- **EXERCISE A**:
Answer these questions from the manufacturing advice column below.
(i) What two markets are the questioner's patented products for?
(ii) If a factory is not active in your country, whom does the column suggest you speak to?
(iii) What three things does a distributor do, according to the column?

- **DOCUMENT PASSAGE**:
By Mike Bellamy
QUESTION: I have two patented products that need to be manufactured and would like to know how I can get in contact with a Chinese manufacturer to produce the product and distribute worldwide under a licensing agreement where I receive royalty payments and the manufacture handles production, distribution and invoicing. Any assistance or advice you can offer me would be appreciated. One of the products is for the automotive market and the other is outdoor recreational area.
Thanks for your question. The method you describe is possible, but you are sailing in some very dangerous waters.
This type of partnership does not have a good track record
I don’t have enough fingers to count the number of times in past few years that I have heard of the sales partner/ licensee/distributor doing the heavy lifting to create a product, only for the factory to cut that person out of the loop once the market has been opened. So, here are some tools to protect yourself:
Set up an exclusivity arrangement with the supplier. Have wording that protects against gray market imports and also covers anything that factory or its subsidiaries produce. For example, if you get exclusivity/licensing on only a brand, the supplier can always make a new brand on the same product and cut you out, so be sure to have true protection in your exclusivity arrangement.
It’s nice to have an exclusivity agreement in place with your Chinese manufacturer, but the protection under a document alone is far from sufficient. To further protect your interests I suggest the following:
- Find a supplier you feel comfortable with. If you sense they are not trustworthy during your initial discussions, then move on to another supplier before you get too far down the road towards production. Review carefully how they have partnered with other licensees.
- Do your due diligence. Get some references. If they are not active in your country, speak to their sales partners/ licensees in other countries to get a feel for what it is like to work with this factory.
- Rather than being a licensee, consider being the exclusive distributor in your country. A distributor takes title to the goods, marks up as they see fit, and most importantly controls the contact with the buyers. An effective distributor is much harder for the supplier to remove from the supply chain than a simple agent. The down side is you have some finance and product liability risks when you are the distributor, but often the mark ups are higher, so the reward may be worth the risk. There are pros and cons, so my point is not to say distributor is always better than licensing, but you should certainly explore your options.

- **EXERCISE B**: Return every line of the entries below that contains the string "rough".

- **MATERIAL PROVIDED**:
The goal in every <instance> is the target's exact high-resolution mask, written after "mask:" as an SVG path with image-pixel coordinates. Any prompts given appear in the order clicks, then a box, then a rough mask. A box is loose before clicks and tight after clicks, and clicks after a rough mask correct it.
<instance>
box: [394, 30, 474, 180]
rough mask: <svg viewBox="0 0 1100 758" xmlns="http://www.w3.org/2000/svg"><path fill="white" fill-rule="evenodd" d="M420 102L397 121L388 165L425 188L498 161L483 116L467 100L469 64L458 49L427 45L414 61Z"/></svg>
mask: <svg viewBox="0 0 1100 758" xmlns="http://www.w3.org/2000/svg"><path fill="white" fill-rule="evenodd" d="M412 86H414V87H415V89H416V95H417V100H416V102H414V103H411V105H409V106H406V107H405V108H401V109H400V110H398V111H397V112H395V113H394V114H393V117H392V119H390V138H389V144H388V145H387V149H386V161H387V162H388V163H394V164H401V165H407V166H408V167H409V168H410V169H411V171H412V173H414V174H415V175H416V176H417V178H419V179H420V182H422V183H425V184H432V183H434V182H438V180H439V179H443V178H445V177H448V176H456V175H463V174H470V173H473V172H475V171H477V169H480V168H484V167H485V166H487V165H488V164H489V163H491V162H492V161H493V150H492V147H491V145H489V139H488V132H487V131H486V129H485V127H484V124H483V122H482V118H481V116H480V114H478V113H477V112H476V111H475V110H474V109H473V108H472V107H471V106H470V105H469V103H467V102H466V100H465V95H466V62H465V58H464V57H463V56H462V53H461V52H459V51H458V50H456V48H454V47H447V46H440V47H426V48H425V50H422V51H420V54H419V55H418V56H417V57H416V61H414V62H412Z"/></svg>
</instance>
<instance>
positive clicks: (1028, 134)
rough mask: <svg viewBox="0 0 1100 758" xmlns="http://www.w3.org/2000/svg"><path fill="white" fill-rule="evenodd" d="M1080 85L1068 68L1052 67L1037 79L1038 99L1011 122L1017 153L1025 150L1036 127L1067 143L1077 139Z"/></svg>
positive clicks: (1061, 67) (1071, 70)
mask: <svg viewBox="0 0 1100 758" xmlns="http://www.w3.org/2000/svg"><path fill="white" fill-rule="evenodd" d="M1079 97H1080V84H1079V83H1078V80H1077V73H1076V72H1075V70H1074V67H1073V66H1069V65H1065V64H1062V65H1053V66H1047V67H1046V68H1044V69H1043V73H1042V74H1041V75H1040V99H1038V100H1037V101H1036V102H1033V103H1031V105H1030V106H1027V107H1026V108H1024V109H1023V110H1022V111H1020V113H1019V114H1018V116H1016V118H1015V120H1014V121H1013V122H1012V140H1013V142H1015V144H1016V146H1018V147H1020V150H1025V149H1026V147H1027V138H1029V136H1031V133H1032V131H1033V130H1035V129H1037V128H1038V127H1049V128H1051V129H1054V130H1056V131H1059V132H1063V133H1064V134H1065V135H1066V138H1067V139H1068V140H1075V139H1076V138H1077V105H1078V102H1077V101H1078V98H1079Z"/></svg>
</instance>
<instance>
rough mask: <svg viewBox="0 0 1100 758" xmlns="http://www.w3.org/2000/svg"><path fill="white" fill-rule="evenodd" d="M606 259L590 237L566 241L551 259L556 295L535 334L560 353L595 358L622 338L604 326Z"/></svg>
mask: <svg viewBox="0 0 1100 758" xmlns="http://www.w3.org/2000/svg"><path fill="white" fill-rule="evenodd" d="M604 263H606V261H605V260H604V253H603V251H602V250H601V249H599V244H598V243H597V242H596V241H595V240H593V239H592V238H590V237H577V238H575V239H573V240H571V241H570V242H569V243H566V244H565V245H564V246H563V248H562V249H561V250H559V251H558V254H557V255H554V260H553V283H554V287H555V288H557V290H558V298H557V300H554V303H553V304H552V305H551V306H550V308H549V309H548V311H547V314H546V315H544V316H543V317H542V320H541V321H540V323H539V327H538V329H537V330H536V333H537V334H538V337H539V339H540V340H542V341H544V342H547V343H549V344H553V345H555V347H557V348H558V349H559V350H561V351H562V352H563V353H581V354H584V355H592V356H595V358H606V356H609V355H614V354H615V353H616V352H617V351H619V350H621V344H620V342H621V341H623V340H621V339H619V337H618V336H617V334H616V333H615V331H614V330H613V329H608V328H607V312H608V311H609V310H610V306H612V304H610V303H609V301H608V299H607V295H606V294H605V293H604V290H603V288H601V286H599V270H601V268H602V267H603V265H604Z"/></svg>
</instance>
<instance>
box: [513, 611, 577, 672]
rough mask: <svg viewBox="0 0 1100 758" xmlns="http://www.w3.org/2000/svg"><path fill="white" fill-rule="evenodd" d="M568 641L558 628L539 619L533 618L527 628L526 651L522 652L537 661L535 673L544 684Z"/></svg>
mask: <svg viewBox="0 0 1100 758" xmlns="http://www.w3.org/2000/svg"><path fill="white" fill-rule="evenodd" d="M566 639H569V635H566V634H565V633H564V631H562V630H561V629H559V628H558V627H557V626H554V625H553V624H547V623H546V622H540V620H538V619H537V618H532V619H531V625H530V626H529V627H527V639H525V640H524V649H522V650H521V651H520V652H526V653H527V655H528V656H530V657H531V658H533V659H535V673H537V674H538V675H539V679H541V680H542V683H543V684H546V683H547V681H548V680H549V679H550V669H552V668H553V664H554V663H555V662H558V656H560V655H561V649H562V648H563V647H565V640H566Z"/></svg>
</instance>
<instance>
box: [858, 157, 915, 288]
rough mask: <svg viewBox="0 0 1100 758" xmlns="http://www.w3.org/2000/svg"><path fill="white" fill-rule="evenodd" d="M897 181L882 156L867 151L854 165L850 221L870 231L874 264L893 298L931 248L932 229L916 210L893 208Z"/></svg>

- **TASK SOLUTION A**:
(i) One product is for the automotive market and the other is for the outdoor recreational area.
(ii) The factory's sales partners or licensees in other countries.
(iii) A distributor takes title to the goods, marks up as they see fit, and controls the contact with the buyers.

- **TASK SOLUTION B**:
The goal in every <instance> is the target's exact high-resolution mask, written after "mask:" as an SVG path with image-pixel coordinates. Any prompts given appear in the order clicks, then a box, then a rough mask. A box is loose before clicks and tight after clicks, and clicks after a rough mask correct it.
rough mask: <svg viewBox="0 0 1100 758" xmlns="http://www.w3.org/2000/svg"><path fill="white" fill-rule="evenodd" d="M420 102L397 121L388 165L425 188L498 161L483 116L467 100L469 64L458 49L427 45L414 61Z"/></svg>
rough mask: <svg viewBox="0 0 1100 758" xmlns="http://www.w3.org/2000/svg"><path fill="white" fill-rule="evenodd" d="M1080 85L1068 68L1052 67L1037 79L1038 99L1011 122L1017 153L1025 150L1036 127L1067 143L1077 139Z"/></svg>
rough mask: <svg viewBox="0 0 1100 758" xmlns="http://www.w3.org/2000/svg"><path fill="white" fill-rule="evenodd" d="M606 259L590 237L566 241L551 259L556 295L535 334L560 353L595 358L622 338L604 326Z"/></svg>
rough mask: <svg viewBox="0 0 1100 758" xmlns="http://www.w3.org/2000/svg"><path fill="white" fill-rule="evenodd" d="M568 641L558 628L539 619L533 618L527 628L526 651L522 652L537 661L535 673L544 684Z"/></svg>
rough mask: <svg viewBox="0 0 1100 758" xmlns="http://www.w3.org/2000/svg"><path fill="white" fill-rule="evenodd" d="M897 181L882 156L867 151L854 165L850 221L870 231L874 264L893 298L931 248L932 229L916 210L893 208Z"/></svg>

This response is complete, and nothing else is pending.